### YOUR GOAL
Turn the records below into a JSON list of strings, one string per line, leaving out blank lines.

### Excerpts of labeled region data
* start *
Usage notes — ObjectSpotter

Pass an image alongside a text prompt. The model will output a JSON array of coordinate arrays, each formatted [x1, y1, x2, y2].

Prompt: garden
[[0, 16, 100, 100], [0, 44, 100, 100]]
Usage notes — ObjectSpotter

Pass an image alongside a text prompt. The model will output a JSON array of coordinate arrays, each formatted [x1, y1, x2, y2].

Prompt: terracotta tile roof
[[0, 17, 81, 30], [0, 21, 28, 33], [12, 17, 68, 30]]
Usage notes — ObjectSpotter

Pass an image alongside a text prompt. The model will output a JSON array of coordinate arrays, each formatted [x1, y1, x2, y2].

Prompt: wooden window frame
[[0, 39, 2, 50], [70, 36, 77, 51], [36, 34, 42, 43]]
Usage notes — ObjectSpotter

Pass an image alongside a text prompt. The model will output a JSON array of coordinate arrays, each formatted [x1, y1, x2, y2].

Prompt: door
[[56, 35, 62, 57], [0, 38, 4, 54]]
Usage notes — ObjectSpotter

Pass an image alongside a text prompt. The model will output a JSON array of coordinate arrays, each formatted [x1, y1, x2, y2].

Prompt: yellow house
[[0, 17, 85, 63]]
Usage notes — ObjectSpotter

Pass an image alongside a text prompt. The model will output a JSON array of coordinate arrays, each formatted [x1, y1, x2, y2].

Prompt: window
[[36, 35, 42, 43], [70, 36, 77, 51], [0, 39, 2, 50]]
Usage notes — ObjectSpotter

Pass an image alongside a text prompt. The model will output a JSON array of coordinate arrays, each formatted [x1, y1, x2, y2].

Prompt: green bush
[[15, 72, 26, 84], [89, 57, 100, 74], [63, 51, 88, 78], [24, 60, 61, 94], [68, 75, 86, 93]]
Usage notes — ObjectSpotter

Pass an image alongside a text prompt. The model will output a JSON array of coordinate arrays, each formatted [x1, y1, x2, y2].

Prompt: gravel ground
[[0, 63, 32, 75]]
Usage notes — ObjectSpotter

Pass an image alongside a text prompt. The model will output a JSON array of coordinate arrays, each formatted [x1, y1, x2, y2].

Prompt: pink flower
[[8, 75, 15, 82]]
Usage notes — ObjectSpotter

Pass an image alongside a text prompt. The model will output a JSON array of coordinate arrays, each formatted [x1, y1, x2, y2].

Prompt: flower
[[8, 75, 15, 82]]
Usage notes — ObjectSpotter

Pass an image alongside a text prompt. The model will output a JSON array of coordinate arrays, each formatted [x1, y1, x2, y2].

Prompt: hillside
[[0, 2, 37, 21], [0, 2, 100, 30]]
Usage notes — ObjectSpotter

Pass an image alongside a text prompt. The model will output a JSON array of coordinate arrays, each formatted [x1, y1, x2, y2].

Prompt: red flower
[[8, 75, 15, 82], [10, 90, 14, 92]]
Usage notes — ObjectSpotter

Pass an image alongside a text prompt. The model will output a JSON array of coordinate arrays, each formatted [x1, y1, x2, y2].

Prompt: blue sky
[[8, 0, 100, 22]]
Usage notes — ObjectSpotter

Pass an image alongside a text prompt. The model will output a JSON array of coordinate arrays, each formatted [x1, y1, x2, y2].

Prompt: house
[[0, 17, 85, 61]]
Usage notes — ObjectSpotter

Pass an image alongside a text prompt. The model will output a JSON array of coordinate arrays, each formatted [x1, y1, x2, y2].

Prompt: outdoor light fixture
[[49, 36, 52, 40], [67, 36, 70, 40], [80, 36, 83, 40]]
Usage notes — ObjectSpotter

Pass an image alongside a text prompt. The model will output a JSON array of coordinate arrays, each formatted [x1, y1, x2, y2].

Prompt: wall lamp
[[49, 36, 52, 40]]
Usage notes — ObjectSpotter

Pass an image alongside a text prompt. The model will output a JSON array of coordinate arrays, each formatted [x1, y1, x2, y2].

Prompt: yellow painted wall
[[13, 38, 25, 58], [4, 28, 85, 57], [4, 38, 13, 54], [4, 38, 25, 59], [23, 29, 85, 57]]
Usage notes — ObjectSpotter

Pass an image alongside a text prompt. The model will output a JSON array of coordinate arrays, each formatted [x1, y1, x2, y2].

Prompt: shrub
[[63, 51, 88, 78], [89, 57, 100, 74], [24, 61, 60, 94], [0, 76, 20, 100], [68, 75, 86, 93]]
* end *
### SOLUTION
[
  "Usage notes — ObjectSpotter",
  "Pass an image alongside a text prompt. The model will output a JSON array of coordinate arrays, each formatted [x1, y1, x2, y2].",
  "Prompt: garden",
  "[[0, 16, 100, 100], [0, 44, 100, 100]]",
  "Usage notes — ObjectSpotter",
  "Pass an image alongside a text prompt. The model will output a JSON array of coordinate arrays, each formatted [x1, y1, x2, y2].",
  "Prompt: terracotta tile roof",
  "[[0, 17, 81, 30], [0, 21, 28, 33], [12, 17, 68, 30]]",
  "Usage notes — ObjectSpotter",
  "Pass an image alongside a text prompt. The model will output a JSON array of coordinate arrays, each formatted [x1, y1, x2, y2].",
  "Prompt: wooden window frame",
  "[[0, 39, 2, 50], [70, 36, 77, 51], [36, 34, 42, 43]]",
  "Usage notes — ObjectSpotter",
  "Pass an image alongside a text prompt. The model will output a JSON array of coordinate arrays, each formatted [x1, y1, x2, y2].",
  "Prompt: door",
  "[[56, 35, 62, 57], [0, 38, 4, 54]]",
  "Usage notes — ObjectSpotter",
  "Pass an image alongside a text prompt. The model will output a JSON array of coordinate arrays, each formatted [x1, y1, x2, y2].",
  "Prompt: yellow house",
  "[[0, 17, 85, 63]]",
  "Usage notes — ObjectSpotter",
  "Pass an image alongside a text prompt. The model will output a JSON array of coordinate arrays, each formatted [x1, y1, x2, y2].",
  "Prompt: window",
  "[[36, 35, 42, 43], [70, 36, 77, 51], [0, 39, 2, 50]]",
  "Usage notes — ObjectSpotter",
  "Pass an image alongside a text prompt. The model will output a JSON array of coordinate arrays, each formatted [x1, y1, x2, y2].",
  "Prompt: green bush",
  "[[15, 72, 26, 84], [89, 57, 100, 74], [63, 51, 88, 78], [24, 60, 61, 94], [68, 75, 86, 93]]",
  "Usage notes — ObjectSpotter",
  "Pass an image alongside a text prompt. The model will output a JSON array of coordinate arrays, each formatted [x1, y1, x2, y2].",
  "Prompt: gravel ground",
  "[[0, 63, 32, 75]]",
  "Usage notes — ObjectSpotter",
  "Pass an image alongside a text prompt. The model will output a JSON array of coordinate arrays, each formatted [x1, y1, x2, y2].",
  "Prompt: pink flower",
  "[[8, 75, 15, 82]]",
  "Usage notes — ObjectSpotter",
  "Pass an image alongside a text prompt. The model will output a JSON array of coordinate arrays, each formatted [x1, y1, x2, y2].",
  "Prompt: flower",
  "[[8, 75, 15, 82]]",
  "Usage notes — ObjectSpotter",
  "Pass an image alongside a text prompt. The model will output a JSON array of coordinate arrays, each formatted [x1, y1, x2, y2].",
  "Prompt: hillside",
  "[[0, 2, 37, 21], [0, 2, 100, 30]]",
  "Usage notes — ObjectSpotter",
  "Pass an image alongside a text prompt. The model will output a JSON array of coordinate arrays, each formatted [x1, y1, x2, y2].",
  "Prompt: red flower",
  "[[8, 75, 15, 82], [10, 90, 14, 92]]",
  "Usage notes — ObjectSpotter",
  "Pass an image alongside a text prompt. The model will output a JSON array of coordinate arrays, each formatted [x1, y1, x2, y2].",
  "Prompt: blue sky",
  "[[8, 0, 100, 22]]",
  "Usage notes — ObjectSpotter",
  "Pass an image alongside a text prompt. The model will output a JSON array of coordinate arrays, each formatted [x1, y1, x2, y2].",
  "Prompt: house",
  "[[0, 17, 85, 61]]",
  "Usage notes — ObjectSpotter",
  "Pass an image alongside a text prompt. The model will output a JSON array of coordinate arrays, each formatted [x1, y1, x2, y2].",
  "Prompt: outdoor light fixture",
  "[[49, 36, 52, 40], [67, 36, 70, 40], [80, 36, 83, 40]]",
  "Usage notes — ObjectSpotter",
  "Pass an image alongside a text prompt. The model will output a JSON array of coordinate arrays, each formatted [x1, y1, x2, y2].",
  "Prompt: wall lamp",
  "[[49, 36, 52, 40]]",
  "Usage notes — ObjectSpotter",
  "Pass an image alongside a text prompt. The model will output a JSON array of coordinate arrays, each formatted [x1, y1, x2, y2].",
  "Prompt: yellow painted wall",
  "[[13, 38, 25, 58], [4, 28, 85, 57], [4, 38, 13, 54], [4, 38, 25, 59], [23, 29, 85, 57]]",
  "Usage notes — ObjectSpotter",
  "Pass an image alongside a text prompt. The model will output a JSON array of coordinate arrays, each formatted [x1, y1, x2, y2].",
  "Prompt: shrub",
  "[[63, 51, 88, 78], [89, 57, 100, 74], [24, 61, 60, 94], [0, 76, 20, 100], [68, 75, 86, 93]]"
]